- Your goal -
Only the lines from the one with "Task: indicate the yellow" to the end of the data below should be returned, each exactly as it stands.

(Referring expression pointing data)
*** Begin section ***
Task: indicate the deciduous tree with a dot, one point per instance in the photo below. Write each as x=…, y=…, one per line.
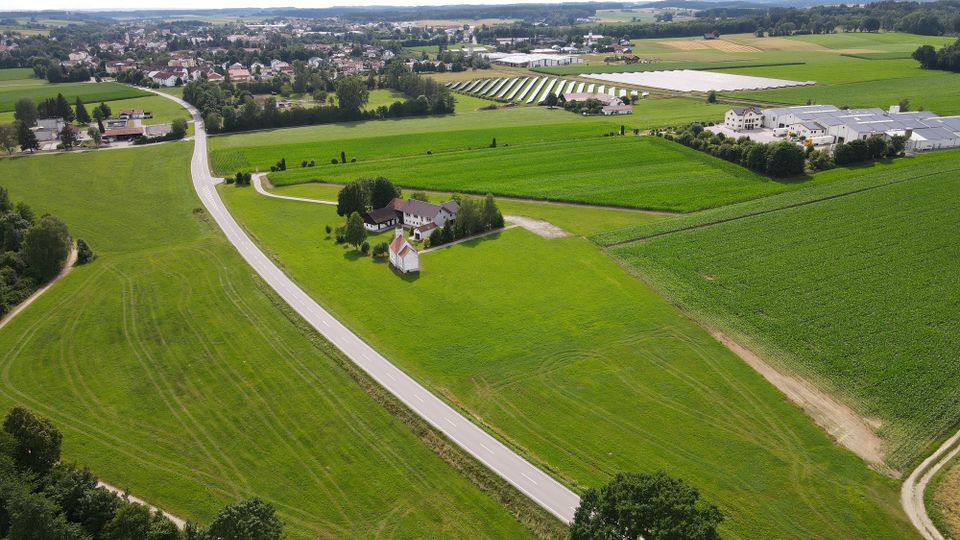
x=45, y=248
x=26, y=138
x=785, y=159
x=382, y=191
x=351, y=199
x=37, y=440
x=652, y=507
x=63, y=109
x=25, y=110
x=8, y=137
x=355, y=233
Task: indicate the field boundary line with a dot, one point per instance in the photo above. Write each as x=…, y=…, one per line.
x=912, y=492
x=67, y=268
x=258, y=186
x=721, y=221
x=180, y=523
x=504, y=197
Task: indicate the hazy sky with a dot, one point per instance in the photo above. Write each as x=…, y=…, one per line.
x=208, y=4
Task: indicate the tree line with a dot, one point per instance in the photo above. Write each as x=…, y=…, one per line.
x=475, y=216
x=947, y=58
x=32, y=251
x=42, y=498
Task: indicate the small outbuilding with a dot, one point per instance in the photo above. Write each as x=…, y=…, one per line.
x=403, y=256
x=380, y=219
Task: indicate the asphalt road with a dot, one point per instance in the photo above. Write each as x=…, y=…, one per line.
x=531, y=481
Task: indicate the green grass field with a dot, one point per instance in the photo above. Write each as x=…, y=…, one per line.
x=19, y=77
x=564, y=355
x=639, y=172
x=463, y=130
x=164, y=111
x=88, y=92
x=861, y=83
x=581, y=220
x=172, y=373
x=830, y=184
x=857, y=292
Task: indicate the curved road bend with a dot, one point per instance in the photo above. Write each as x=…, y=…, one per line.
x=531, y=481
x=912, y=491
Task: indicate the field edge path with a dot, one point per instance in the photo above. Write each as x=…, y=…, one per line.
x=67, y=268
x=539, y=486
x=914, y=487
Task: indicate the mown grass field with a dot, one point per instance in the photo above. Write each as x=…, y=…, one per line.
x=830, y=184
x=638, y=172
x=369, y=145
x=19, y=77
x=164, y=111
x=466, y=129
x=580, y=220
x=172, y=373
x=856, y=292
x=88, y=92
x=861, y=83
x=563, y=354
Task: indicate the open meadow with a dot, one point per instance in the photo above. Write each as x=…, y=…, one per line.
x=854, y=290
x=172, y=371
x=584, y=369
x=464, y=130
x=575, y=219
x=88, y=92
x=640, y=172
x=19, y=77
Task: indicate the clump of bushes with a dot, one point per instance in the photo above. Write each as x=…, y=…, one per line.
x=84, y=253
x=242, y=179
x=279, y=166
x=46, y=498
x=474, y=217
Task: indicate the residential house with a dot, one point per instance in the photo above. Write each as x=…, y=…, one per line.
x=48, y=129
x=403, y=256
x=418, y=213
x=122, y=134
x=606, y=99
x=743, y=118
x=120, y=65
x=132, y=114
x=381, y=219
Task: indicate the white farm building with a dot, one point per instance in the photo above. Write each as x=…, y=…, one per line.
x=533, y=60
x=923, y=130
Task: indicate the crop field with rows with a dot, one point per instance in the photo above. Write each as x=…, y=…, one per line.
x=859, y=293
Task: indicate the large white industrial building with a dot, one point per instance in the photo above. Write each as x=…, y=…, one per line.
x=924, y=130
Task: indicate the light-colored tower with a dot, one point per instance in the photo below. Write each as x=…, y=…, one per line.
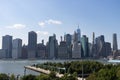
x=115, y=45
x=7, y=45
x=17, y=48
x=79, y=34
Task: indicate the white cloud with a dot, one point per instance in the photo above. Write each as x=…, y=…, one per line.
x=42, y=32
x=51, y=21
x=16, y=26
x=42, y=24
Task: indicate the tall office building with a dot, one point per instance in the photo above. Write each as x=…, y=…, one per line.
x=24, y=52
x=68, y=40
x=85, y=47
x=108, y=49
x=76, y=49
x=62, y=50
x=17, y=48
x=7, y=45
x=115, y=46
x=41, y=50
x=79, y=34
x=100, y=46
x=93, y=51
x=52, y=47
x=32, y=44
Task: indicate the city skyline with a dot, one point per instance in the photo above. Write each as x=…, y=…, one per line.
x=47, y=17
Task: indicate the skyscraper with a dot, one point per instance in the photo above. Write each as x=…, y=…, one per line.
x=76, y=49
x=52, y=47
x=115, y=46
x=17, y=48
x=100, y=46
x=85, y=47
x=62, y=50
x=7, y=45
x=68, y=40
x=32, y=44
x=79, y=34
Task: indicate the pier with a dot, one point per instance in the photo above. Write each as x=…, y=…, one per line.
x=40, y=70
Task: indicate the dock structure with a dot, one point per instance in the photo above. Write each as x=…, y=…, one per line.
x=40, y=70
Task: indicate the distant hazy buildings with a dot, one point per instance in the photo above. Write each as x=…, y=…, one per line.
x=76, y=48
x=24, y=52
x=115, y=46
x=17, y=49
x=7, y=45
x=32, y=44
x=52, y=47
x=79, y=34
x=85, y=47
x=68, y=40
x=41, y=50
x=70, y=47
x=62, y=50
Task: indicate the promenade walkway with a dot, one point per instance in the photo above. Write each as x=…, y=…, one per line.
x=40, y=70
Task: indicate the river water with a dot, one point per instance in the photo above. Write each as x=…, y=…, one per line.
x=17, y=66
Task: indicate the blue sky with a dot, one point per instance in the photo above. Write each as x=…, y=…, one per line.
x=18, y=17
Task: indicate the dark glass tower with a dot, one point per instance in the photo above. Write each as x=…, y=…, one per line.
x=115, y=46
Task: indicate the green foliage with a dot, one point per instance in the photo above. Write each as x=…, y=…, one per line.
x=29, y=77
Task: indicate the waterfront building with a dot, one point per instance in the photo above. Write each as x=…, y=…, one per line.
x=32, y=44
x=85, y=47
x=41, y=50
x=2, y=53
x=100, y=46
x=76, y=47
x=62, y=50
x=7, y=45
x=24, y=52
x=17, y=48
x=52, y=47
x=68, y=40
x=79, y=34
x=115, y=46
x=108, y=49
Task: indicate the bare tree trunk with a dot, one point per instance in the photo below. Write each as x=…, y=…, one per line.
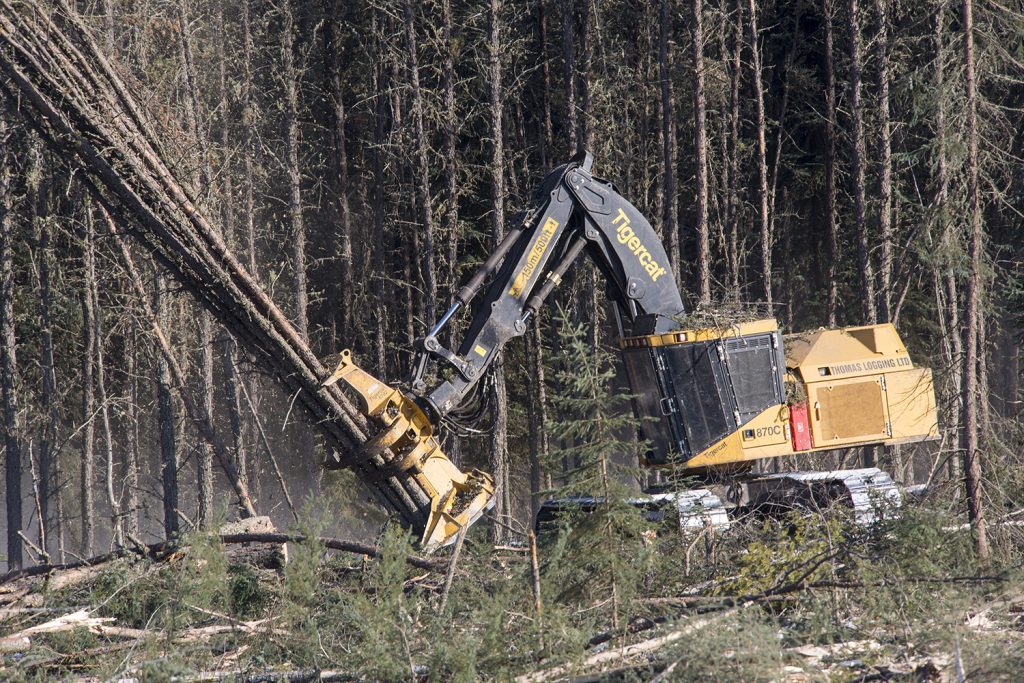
x=947, y=297
x=86, y=500
x=166, y=419
x=538, y=410
x=568, y=60
x=700, y=154
x=733, y=156
x=290, y=82
x=131, y=507
x=587, y=137
x=827, y=9
x=198, y=129
x=422, y=171
x=8, y=358
x=451, y=153
x=228, y=348
x=857, y=170
x=249, y=135
x=110, y=475
x=203, y=425
x=345, y=315
x=670, y=209
x=885, y=305
x=585, y=125
x=759, y=100
x=972, y=457
x=378, y=196
x=499, y=435
x=547, y=134
x=48, y=465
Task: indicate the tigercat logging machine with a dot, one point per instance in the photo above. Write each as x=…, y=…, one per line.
x=711, y=401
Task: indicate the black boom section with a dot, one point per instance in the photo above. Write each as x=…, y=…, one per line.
x=690, y=395
x=571, y=212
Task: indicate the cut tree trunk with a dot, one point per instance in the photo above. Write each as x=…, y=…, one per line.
x=69, y=90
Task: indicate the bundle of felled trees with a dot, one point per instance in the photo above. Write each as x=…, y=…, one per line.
x=51, y=68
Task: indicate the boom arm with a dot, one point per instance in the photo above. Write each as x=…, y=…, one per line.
x=572, y=212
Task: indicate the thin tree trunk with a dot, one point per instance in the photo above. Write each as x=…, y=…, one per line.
x=290, y=82
x=228, y=349
x=885, y=305
x=131, y=508
x=248, y=141
x=585, y=125
x=8, y=359
x=857, y=170
x=378, y=195
x=499, y=435
x=827, y=10
x=587, y=137
x=48, y=462
x=345, y=315
x=422, y=171
x=547, y=134
x=166, y=418
x=538, y=410
x=700, y=154
x=972, y=457
x=87, y=466
x=451, y=158
x=947, y=296
x=195, y=411
x=733, y=157
x=568, y=61
x=198, y=129
x=110, y=475
x=670, y=208
x=759, y=101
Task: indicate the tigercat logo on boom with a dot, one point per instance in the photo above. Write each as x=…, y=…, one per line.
x=627, y=237
x=536, y=254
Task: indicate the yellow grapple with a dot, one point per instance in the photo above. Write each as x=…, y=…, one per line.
x=407, y=440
*** End section ***
- Solution for this exercise -
Task: indicate the yellow grapple with a dot, one point per instance in the photo above. Write each as x=…, y=…, one per line.
x=407, y=440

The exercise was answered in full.